- **WORK REQUIRED**:
Can you print, word for word, the stretch of the text on Brexit and commercial property that opens with the words containing "Impact on the" and closes with "decisions as Brexit."?

- **SUPPLIED TEXT**:
-*-*-
Since the June referendum there has been much speculation and hypothesis, but no-one is any the wiser as to how our economy and the commercial property sector will fare following Brexit. The latest twist in the tale is a ruling by the High Court that the Government has no legal right to trigger Article 50, setting course for exit from the European Union, without the approval of Parliament. The outcome of the Government’s appeal to the Supreme Court will not be known until January 2017. However the general consensus is that, even if the High Court’s decision is upheld, Parliament will not prevent Article 50 from being invoked, though it might demand concessions during negotiations with the EU.
The effect of this is likely to be further delay and more uncertainty.
Impact on the Commercial Property Industry
Some businesses are delaying decisions to develop, invest in or take leases of commercial property. Certain areas of the country have functioned in a marketing bubble and prices have largely been unaffected. However there is no shortage of retail premises available, which could give tenants the upper hand in negotiating terms with landlords. The Valuation Office Agency’s review of business rates to take effect from 1 April 2017 could have as much an impact on business decisions as Brexit.
Developers hope that, with encouragement to increase the housing stock, the Government will take the opportunity to offer initiatives for affordable housing, overcome the problem of increased costs of imported raw materials and review somewhat punitive taxes on property. In the meantime, there are signs that national housebuilders are holding back from new land acquisitions until the effect of Bexit is clearer, particularly as regards the future of the City of London as an ongoing financial centre.
The fact that the Bank of England Governor, Mark Carney, has decided to stay for one year after 2019, when Britain is due to leave the European Union, is widely seen as a stabilising factor for the economy.
-*-*-
- **ENTRIES PROVIDED**:
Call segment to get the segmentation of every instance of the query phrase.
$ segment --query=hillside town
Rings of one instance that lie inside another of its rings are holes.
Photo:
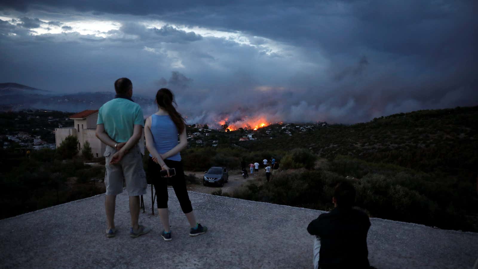
[[[68,135],[78,138],[81,149],[88,140],[95,157],[102,155],[104,146],[95,135],[98,110],[85,110],[76,114],[48,110],[25,110],[2,113],[0,139],[4,148],[14,146],[32,150],[54,149]],[[325,122],[313,123],[277,123],[257,130],[239,128],[229,131],[210,128],[207,124],[187,125],[188,147],[211,146],[254,143],[262,139],[280,139],[283,136],[326,126]],[[98,141],[97,141],[98,140]],[[144,147],[144,140],[142,148]]]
-*-*-
- **EXERCISE SOLUTION**:
Impact on the Commercial Property Industry
Some businesses are delaying decisions to develop, invest in or take leases of commercial property. Certain areas of the country have functioned in a marketing bubble and prices have largely been unaffected. However there is no shortage of retail premises available, which could give tenants the upper hand in negotiating terms with landlords. The Valuation Office Agency’s review of business rates to take effect from 1 April 2017 could have as much an impact on business decisions as Brexit.